[Spatial localization data]

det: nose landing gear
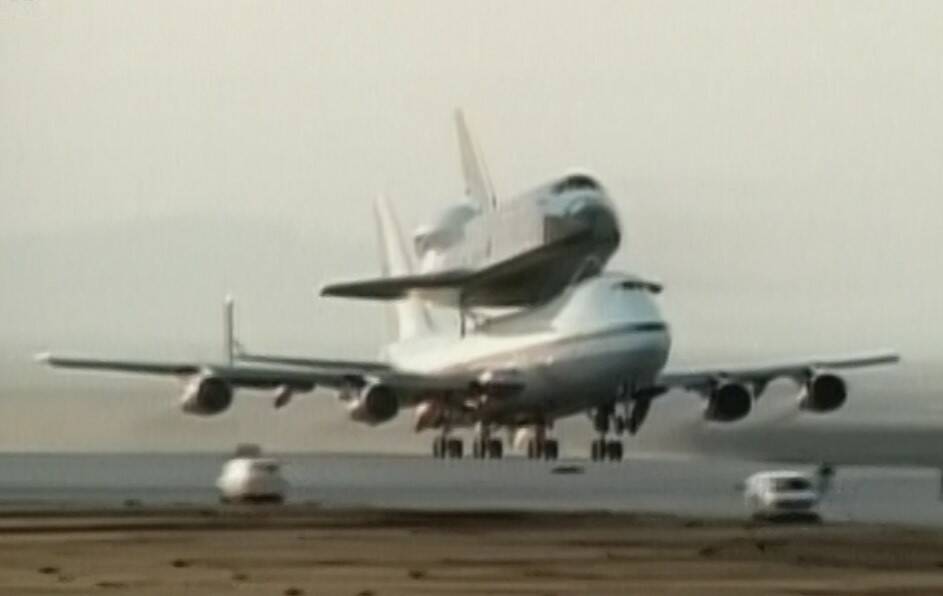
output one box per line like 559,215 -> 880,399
589,403 -> 623,462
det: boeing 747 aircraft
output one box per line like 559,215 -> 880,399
38,116 -> 899,461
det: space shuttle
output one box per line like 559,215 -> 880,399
321,111 -> 624,310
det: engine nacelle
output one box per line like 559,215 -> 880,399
180,376 -> 233,416
705,382 -> 753,423
799,373 -> 847,413
347,383 -> 400,425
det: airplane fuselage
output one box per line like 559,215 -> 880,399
384,272 -> 671,425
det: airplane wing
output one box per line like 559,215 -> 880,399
37,353 -> 523,402
236,352 -> 393,373
232,340 -> 393,373
657,351 -> 900,393
321,226 -> 594,307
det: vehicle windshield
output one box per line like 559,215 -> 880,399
773,477 -> 812,491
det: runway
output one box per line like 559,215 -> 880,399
1,506 -> 943,595
2,452 -> 943,527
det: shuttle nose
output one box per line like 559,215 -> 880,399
569,197 -> 620,247
543,195 -> 621,247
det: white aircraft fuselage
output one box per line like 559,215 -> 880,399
385,272 -> 670,427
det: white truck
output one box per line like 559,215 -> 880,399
216,444 -> 287,504
744,470 -> 821,522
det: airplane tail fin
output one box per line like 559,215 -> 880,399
455,109 -> 496,212
223,294 -> 235,366
374,195 -> 435,340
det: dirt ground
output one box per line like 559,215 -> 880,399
0,506 -> 942,595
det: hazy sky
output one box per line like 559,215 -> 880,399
1,1 -> 941,451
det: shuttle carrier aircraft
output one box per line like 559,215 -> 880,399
39,114 -> 899,461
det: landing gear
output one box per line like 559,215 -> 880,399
589,403 -> 623,462
590,438 -> 623,462
472,437 -> 503,459
432,435 -> 464,459
526,437 -> 560,460
470,423 -> 504,460
524,425 -> 559,460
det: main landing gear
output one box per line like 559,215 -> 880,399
590,403 -> 624,462
472,437 -> 503,459
432,435 -> 464,459
525,425 -> 560,461
433,426 -> 505,460
472,424 -> 503,459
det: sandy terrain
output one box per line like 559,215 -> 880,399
0,507 -> 942,595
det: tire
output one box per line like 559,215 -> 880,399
606,440 -> 623,461
447,438 -> 464,459
487,439 -> 503,459
590,439 -> 603,461
544,439 -> 559,460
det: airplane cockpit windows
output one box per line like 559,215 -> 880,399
617,280 -> 663,294
553,174 -> 601,194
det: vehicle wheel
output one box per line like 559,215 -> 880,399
606,440 -> 623,461
544,439 -> 559,460
447,438 -> 464,459
487,439 -> 503,459
590,439 -> 603,461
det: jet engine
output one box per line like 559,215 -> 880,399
180,376 -> 233,416
347,383 -> 400,425
705,382 -> 753,423
798,373 -> 847,413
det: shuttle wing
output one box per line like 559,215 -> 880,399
321,226 -> 594,307
37,353 -> 523,401
658,351 -> 900,393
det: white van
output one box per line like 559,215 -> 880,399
744,470 -> 820,521
216,445 -> 287,504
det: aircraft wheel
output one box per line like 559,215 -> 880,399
606,440 -> 623,462
526,439 -> 539,460
590,439 -> 605,462
544,439 -> 559,460
447,438 -> 464,459
432,436 -> 447,459
487,439 -> 503,459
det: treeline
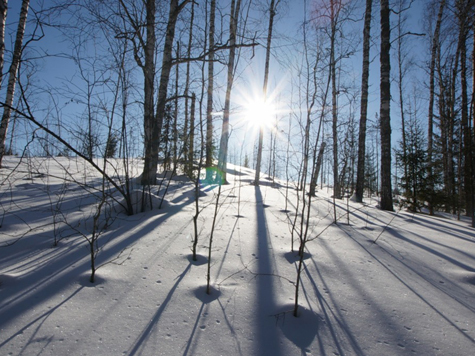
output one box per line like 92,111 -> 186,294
0,0 -> 473,225
392,0 -> 474,223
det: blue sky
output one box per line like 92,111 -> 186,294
3,0 -> 429,184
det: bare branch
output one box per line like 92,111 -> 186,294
172,41 -> 259,66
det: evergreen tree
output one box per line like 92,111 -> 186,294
364,150 -> 378,197
243,153 -> 249,168
105,134 -> 118,158
396,116 -> 427,212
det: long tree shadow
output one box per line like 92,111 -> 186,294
400,213 -> 475,243
374,226 -> 475,313
309,235 -> 420,355
182,302 -> 207,356
339,224 -> 475,345
254,186 -> 283,356
304,257 -> 365,355
0,195 -> 195,332
0,286 -> 83,351
127,262 -> 192,356
385,224 -> 475,271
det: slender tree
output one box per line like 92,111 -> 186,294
427,0 -> 446,215
254,0 -> 279,185
471,16 -> 475,227
184,1 -> 195,176
379,0 -> 394,211
330,0 -> 342,200
434,27 -> 456,213
395,0 -> 410,201
0,0 -> 29,168
0,0 -> 7,87
455,0 -> 474,216
205,0 -> 216,181
217,0 -> 241,183
173,42 -> 180,170
354,0 -> 373,203
309,142 -> 326,197
118,0 -> 155,183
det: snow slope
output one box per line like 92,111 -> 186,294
1,156 -> 474,356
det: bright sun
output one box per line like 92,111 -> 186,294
244,98 -> 275,129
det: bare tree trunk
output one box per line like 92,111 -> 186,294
205,0 -> 216,176
0,0 -> 7,88
379,0 -> 394,211
188,93 -> 196,175
396,2 -> 408,197
449,42 -> 460,213
309,142 -> 326,197
456,0 -> 472,216
298,1 -> 320,193
254,0 -> 278,185
129,0 -> 156,185
141,0 -> 191,185
471,22 -> 475,227
192,10 -> 210,259
330,0 -> 341,200
184,1 -> 195,176
437,54 -> 451,211
0,0 -> 29,168
309,72 -> 331,197
217,0 -> 241,183
355,0 -> 373,203
427,0 -> 445,215
174,42 -> 180,171
293,1 -> 324,315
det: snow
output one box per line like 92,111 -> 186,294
1,156 -> 474,356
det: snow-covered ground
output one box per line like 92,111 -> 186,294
1,156 -> 474,356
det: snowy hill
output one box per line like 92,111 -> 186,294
1,156 -> 474,356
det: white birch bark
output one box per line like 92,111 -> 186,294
0,0 -> 28,167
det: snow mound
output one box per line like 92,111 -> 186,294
276,304 -> 321,349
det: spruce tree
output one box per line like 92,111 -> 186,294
397,116 -> 427,212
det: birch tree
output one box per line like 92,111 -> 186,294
217,0 -> 242,183
330,0 -> 342,200
184,1 -> 195,176
254,0 -> 279,186
118,0 -> 156,184
354,0 -> 373,203
205,0 -> 216,176
141,0 -> 191,186
0,0 -> 29,168
0,0 -> 6,87
394,0 -> 414,201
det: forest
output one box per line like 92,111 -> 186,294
0,0 -> 474,222
1,1 -> 475,355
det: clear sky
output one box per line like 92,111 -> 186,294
3,0 -> 428,183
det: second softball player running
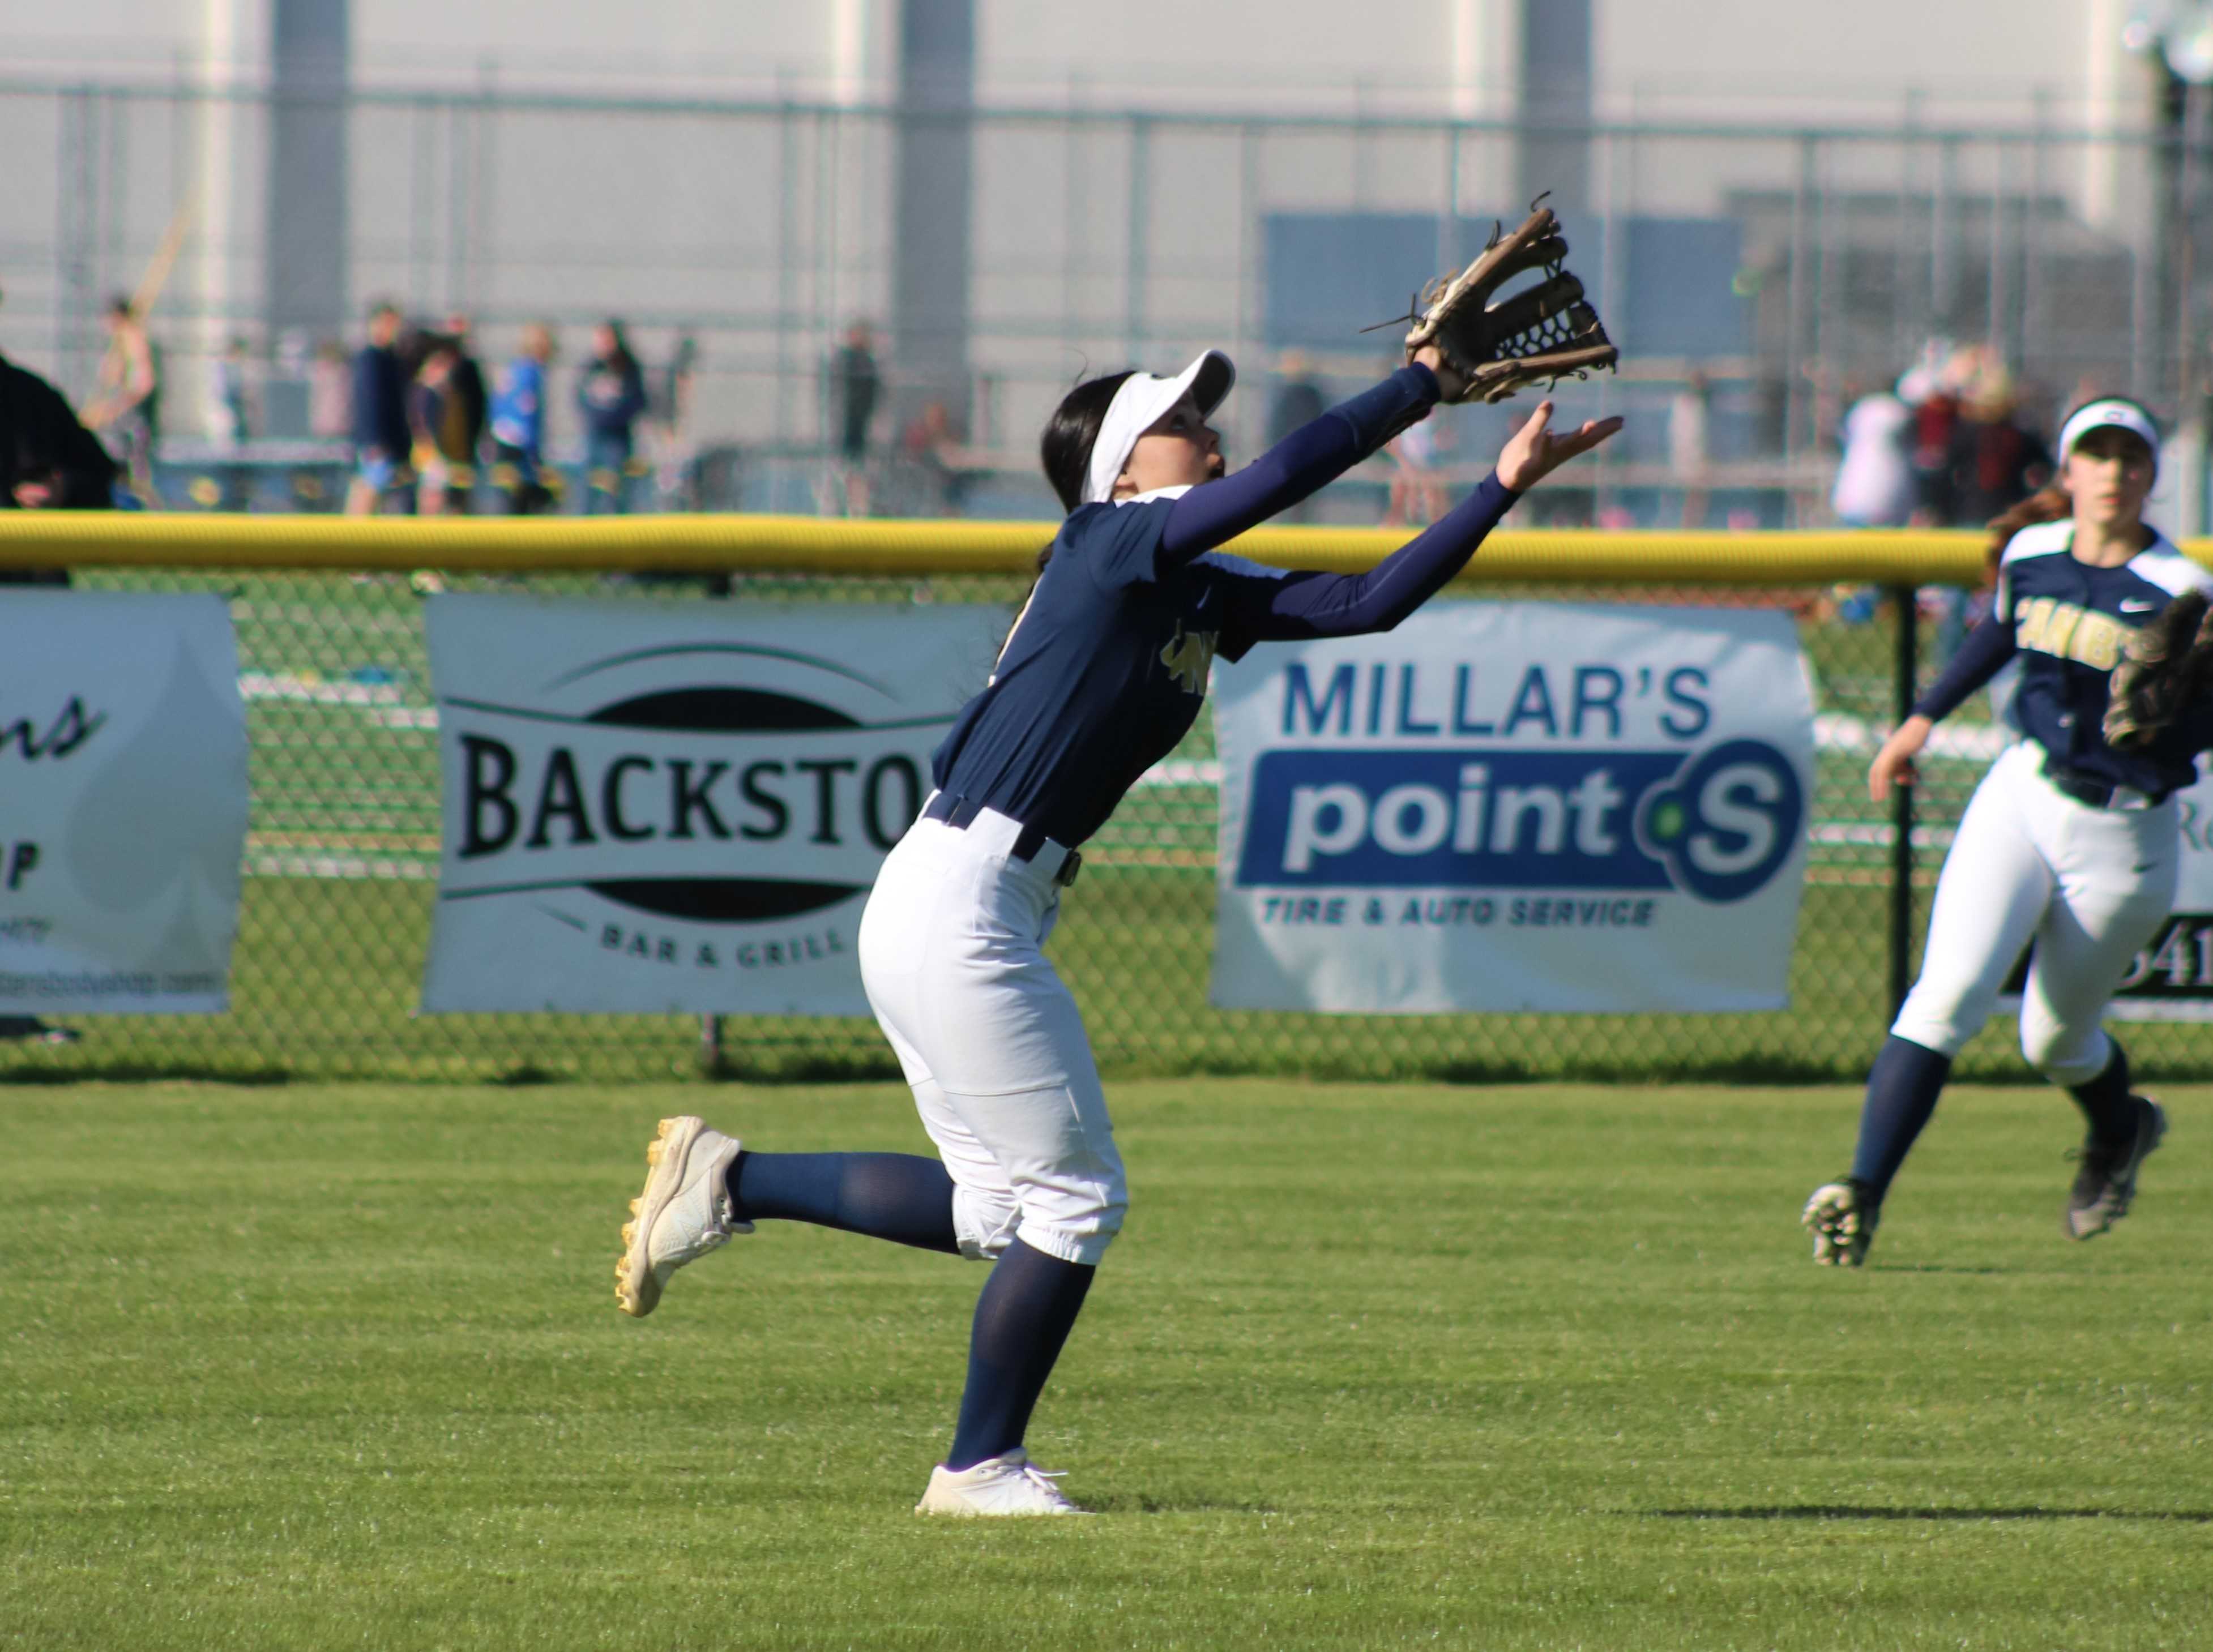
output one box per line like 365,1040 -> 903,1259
1805,397 -> 2209,1266
615,346 -> 1618,1513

**Task to complete**
Go through the entries above and report every line in which the word "fuselage" appears.

**Output for this exercise**
det: airplane fuselage
det: white aircraft fuselage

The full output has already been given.